Excerpted text:

_ _ _ _ _ _ _

Why do children with severe bronchopulmonary dysplasia not attend neonatal follow-up care? Parental views of barriers
- Additional Document Info
- View All
AIM: To assess in children with severe bronchopulmonary dysplasia at a corrected age of 18-36 months: (i) Neonatal follow-up clinic attendance rates; (ii) Parent-identified reasons for difficulty attending neonatal follow-up. METHODS: Mixed methods study utilising semi-structured phone interviews with parents of infants eligible for follow-up with severe bronchopulmonary dysplasia (defined as gestational age <32 weeks and requiring ≥30% FiO2 and/or >2 L nasal cannula at 36 weeks post-menstrual age) at 18-36 months corrected age. Questions addressed barriers to neonatal follow-up attendance. Enrolment continued to saturation (no new themes emerging). RESULTS: A total of 58 infants (69% male) were enrolled. Infants were 26 ± 2.1 weeks gestational age and birth weight 794 ± 262 g. At 28 ± 5.8 months corrected age, 26% had never attended neonatal follow-up clinic, 16% stopped attending before discharge, 5% were discharged, and 53% were still followed. Longer travel distance from home to follow-up clinic was associated with poorer attendance. Parent-generated items related to neonatal follow-up barriers were coded into four themes: Logistics, Time, Perceptions and Emotional Stress. CONCLUSION: Despite high risk of developmental delay in infants with severe bronchopulmonary dysplasia, neonatal follow-up rates are suboptimal. Careful review of parent-identified barriers could be utilised to develop targeted strategies to improve neonatal follow-up attendance in this high-risk population.

_ _ _ _ _ _ _

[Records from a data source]
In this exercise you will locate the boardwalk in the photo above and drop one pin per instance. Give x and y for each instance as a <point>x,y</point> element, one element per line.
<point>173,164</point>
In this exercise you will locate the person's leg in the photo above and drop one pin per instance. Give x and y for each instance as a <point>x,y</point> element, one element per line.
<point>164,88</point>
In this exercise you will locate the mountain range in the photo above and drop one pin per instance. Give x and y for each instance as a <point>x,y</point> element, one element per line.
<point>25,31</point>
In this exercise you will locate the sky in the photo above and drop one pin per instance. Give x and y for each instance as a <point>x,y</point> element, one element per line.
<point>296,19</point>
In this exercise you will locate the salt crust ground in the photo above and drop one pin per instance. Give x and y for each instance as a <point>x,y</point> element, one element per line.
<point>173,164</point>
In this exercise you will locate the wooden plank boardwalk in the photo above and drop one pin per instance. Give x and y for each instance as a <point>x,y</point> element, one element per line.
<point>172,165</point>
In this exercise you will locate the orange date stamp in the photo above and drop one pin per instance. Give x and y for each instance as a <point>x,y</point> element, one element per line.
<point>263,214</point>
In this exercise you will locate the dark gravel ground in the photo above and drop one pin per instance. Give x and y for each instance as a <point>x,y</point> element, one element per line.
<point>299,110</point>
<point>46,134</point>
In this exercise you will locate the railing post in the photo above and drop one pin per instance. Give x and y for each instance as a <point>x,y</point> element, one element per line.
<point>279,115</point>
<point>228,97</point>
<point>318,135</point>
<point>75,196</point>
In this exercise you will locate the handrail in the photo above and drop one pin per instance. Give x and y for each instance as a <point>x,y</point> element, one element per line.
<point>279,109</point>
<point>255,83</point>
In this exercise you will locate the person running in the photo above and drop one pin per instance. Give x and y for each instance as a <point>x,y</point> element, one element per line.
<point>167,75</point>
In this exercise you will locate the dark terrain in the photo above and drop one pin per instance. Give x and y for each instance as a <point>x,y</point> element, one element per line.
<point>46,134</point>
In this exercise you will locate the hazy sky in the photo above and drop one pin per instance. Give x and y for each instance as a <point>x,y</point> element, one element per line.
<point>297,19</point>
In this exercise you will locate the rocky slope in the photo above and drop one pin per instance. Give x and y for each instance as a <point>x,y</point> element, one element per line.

_ _ _ _ _ _ _

Activity list:
(a) In the bronchopulmonary dysplasia abstract, when did enrollment of participants stop, and what does the abstract say determined that point?
(b) List the themes into which the bronchopulmonary dysplasia abstract says parent-generated follow-up barriers were coded.
(c) According to the bronchopulmonary dysplasia abstract, what percentage of the children had never attended the neonatal follow-up clinic?

Your responses:
(a) Enrollment stopped at saturation. The abstract defines saturation as the point when no new themes were emerging from the interviews.

(b) Logistics, Time, Perceptions, Emotional Stress

(c) 26%